Excerpts of location labeling data:
---

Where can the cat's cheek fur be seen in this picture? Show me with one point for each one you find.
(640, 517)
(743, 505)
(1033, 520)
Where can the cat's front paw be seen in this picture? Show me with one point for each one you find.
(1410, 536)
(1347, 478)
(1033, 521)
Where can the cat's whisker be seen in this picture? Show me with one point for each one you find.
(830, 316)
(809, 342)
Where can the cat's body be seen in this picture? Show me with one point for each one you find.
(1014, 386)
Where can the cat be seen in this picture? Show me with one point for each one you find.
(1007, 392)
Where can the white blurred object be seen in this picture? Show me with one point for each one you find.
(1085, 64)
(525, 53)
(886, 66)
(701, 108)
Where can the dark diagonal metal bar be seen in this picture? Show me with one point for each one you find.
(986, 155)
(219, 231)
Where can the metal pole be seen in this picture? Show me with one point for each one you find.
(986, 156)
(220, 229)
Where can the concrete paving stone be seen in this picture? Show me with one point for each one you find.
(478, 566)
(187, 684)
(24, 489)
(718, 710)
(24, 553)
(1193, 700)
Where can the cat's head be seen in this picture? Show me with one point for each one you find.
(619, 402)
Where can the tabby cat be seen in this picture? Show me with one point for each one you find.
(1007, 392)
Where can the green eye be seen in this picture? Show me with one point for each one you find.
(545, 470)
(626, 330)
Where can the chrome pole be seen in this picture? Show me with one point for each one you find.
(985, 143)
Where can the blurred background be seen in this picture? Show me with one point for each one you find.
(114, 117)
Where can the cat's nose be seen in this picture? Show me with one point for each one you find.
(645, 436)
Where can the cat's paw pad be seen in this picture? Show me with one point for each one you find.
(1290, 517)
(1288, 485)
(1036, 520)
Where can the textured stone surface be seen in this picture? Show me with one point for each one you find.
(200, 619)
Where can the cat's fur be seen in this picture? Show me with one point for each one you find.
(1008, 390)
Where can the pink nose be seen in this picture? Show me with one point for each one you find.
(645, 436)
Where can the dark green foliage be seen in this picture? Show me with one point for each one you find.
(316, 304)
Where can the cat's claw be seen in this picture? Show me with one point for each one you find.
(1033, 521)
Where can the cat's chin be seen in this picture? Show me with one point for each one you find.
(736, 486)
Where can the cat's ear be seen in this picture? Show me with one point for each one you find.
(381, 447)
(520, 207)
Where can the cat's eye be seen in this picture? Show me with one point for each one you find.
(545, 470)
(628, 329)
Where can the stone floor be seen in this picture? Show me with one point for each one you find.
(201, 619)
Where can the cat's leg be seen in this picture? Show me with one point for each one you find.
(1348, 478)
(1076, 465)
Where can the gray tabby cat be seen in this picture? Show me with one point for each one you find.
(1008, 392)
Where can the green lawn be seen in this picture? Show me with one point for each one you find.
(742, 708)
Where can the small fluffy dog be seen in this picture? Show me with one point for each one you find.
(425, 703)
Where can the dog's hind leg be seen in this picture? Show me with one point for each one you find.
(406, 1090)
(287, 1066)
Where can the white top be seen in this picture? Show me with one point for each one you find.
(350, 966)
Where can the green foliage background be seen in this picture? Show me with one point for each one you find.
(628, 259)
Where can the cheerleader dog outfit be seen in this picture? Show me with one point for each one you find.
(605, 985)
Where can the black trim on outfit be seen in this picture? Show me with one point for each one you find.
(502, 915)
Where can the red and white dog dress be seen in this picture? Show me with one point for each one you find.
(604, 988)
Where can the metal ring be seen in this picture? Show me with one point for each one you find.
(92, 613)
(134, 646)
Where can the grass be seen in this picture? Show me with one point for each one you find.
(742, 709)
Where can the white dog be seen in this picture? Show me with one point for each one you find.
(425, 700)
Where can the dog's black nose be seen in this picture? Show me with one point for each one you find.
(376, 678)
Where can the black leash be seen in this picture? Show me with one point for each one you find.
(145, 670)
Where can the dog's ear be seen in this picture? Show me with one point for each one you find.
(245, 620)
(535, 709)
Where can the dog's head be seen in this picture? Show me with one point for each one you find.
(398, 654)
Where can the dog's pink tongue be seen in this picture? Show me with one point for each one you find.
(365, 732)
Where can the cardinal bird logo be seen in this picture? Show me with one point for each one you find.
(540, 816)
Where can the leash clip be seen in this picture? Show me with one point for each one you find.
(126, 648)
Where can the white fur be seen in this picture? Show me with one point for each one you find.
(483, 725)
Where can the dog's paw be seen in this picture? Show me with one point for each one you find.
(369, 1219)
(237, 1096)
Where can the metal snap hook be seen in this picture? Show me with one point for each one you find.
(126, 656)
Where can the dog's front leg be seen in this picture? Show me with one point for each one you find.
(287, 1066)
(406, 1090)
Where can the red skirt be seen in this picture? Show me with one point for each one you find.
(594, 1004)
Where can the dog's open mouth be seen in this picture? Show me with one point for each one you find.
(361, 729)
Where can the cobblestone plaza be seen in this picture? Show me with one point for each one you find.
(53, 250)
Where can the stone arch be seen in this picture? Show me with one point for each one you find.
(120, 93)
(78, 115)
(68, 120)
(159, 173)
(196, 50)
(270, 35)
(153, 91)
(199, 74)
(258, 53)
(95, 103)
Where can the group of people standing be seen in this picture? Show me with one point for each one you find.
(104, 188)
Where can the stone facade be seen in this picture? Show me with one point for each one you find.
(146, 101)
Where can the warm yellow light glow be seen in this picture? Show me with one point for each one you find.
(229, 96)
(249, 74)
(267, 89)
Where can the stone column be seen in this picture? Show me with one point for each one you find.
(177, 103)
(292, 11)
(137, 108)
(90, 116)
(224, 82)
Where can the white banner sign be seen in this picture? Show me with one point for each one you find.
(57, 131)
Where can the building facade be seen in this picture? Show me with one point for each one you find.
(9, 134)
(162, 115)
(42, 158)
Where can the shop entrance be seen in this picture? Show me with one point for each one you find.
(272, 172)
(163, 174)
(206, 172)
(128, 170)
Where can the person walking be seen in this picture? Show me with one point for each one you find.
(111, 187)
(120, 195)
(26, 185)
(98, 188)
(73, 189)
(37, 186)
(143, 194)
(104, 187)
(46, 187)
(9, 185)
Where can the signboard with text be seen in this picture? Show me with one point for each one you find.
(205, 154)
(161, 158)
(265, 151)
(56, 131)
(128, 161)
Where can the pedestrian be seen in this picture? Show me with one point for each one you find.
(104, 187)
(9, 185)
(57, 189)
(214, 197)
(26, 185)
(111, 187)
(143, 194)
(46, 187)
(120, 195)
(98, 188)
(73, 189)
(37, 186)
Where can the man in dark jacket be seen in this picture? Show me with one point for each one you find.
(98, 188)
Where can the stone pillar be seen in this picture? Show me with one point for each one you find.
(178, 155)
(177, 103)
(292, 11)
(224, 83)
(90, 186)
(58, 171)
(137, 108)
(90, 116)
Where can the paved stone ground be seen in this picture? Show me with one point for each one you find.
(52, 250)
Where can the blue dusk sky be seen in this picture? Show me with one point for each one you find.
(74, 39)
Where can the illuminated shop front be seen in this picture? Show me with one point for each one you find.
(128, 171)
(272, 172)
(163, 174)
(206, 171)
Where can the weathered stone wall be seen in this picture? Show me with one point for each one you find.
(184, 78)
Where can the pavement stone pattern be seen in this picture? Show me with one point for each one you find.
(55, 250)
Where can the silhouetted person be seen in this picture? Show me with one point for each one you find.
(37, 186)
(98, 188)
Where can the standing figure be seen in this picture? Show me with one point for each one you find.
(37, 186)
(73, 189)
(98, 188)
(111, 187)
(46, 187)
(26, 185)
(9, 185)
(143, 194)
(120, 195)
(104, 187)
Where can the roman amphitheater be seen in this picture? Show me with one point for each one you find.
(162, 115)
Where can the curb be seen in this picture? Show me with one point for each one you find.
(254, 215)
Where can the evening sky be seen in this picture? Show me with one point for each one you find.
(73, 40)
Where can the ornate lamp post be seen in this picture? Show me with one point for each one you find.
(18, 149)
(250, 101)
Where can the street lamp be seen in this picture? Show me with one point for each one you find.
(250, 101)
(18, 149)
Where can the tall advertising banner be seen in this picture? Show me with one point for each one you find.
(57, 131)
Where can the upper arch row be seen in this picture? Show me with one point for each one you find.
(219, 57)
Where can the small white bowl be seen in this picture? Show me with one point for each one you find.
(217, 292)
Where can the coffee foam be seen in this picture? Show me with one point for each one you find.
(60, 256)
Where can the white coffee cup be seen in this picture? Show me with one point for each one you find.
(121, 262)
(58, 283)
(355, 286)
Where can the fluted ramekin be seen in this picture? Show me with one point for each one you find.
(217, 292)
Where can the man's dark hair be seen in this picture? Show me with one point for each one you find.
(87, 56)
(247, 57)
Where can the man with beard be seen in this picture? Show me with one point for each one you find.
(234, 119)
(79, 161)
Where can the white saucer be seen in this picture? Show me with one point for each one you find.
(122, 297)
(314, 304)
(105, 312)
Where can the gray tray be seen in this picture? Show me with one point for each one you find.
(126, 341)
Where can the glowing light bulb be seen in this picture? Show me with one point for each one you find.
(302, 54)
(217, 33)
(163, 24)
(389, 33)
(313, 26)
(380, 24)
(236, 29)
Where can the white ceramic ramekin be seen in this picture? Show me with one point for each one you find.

---

> **WORK TO DO**
Edit the listing lines, starting at the line containing "Where can the cat's claw" and ending with the line containing "(1076, 465)", so that "stone floor" reads "tiled floor". Return only those lines, otherwise unchanged.

> **TASK ANSWER**
Where can the cat's claw be seen in this picture? Show me with one point for each one you find.
(1033, 521)
Where can the cat's chin be seen in this picture? Show me with one point for each one you find.
(736, 486)
Where can the cat's ear be seen in this picture? Show me with one point for each one you find.
(381, 447)
(520, 207)
Where can the cat's eye be seen in this picture? Show me with one point for each one you find.
(545, 470)
(628, 329)
Where can the tiled floor be seen in this picture? Show me with one point for each one you find.
(201, 619)
Where can the cat's leg be seen in this picture? Show me with one point for each one you find.
(1348, 478)
(1076, 465)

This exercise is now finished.